● **What you need to do**
Pick out every line in the items below that contains the word "eyeglasses" and copy each of those lines.

● **Data rows**
+--

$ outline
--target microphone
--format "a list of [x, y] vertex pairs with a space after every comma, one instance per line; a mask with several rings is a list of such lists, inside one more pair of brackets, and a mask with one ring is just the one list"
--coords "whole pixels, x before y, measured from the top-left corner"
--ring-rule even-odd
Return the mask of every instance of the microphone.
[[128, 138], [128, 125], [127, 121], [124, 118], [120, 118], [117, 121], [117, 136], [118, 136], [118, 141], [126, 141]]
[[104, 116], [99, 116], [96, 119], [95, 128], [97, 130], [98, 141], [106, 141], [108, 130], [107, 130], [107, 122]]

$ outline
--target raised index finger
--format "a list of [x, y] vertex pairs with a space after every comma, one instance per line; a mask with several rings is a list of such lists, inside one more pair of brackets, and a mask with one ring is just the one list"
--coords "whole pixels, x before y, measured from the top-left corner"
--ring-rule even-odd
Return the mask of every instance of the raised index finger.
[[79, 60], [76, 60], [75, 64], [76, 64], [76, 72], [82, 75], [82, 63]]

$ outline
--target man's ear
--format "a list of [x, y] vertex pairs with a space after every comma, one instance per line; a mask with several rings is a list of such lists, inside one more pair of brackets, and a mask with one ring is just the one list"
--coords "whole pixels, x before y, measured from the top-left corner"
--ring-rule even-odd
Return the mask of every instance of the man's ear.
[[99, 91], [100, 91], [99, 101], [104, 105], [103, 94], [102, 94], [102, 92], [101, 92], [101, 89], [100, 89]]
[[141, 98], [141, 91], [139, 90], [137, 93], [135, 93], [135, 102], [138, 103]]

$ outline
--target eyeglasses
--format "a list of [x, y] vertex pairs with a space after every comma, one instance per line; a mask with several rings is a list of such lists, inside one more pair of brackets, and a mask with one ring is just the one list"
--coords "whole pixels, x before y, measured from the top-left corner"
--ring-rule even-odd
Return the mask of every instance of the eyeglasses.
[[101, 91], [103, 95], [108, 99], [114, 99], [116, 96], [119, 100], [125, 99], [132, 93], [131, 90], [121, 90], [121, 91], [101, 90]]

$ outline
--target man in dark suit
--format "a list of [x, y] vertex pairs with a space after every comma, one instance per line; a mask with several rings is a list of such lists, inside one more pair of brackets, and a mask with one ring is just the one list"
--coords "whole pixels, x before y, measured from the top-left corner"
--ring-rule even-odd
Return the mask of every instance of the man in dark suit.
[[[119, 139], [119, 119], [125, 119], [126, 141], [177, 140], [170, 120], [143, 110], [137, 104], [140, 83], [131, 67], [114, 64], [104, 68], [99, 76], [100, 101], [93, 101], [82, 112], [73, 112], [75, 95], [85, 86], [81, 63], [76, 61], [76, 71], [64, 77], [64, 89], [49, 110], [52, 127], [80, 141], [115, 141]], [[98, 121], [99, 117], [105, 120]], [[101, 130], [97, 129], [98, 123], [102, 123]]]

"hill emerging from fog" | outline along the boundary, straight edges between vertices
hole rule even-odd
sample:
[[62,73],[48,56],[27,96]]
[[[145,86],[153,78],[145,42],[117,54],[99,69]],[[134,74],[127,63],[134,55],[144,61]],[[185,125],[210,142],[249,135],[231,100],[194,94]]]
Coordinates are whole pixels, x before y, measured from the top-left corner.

+--

● **Task solution**
--target eyeglasses
Return the mask of every instance of the eyeglasses.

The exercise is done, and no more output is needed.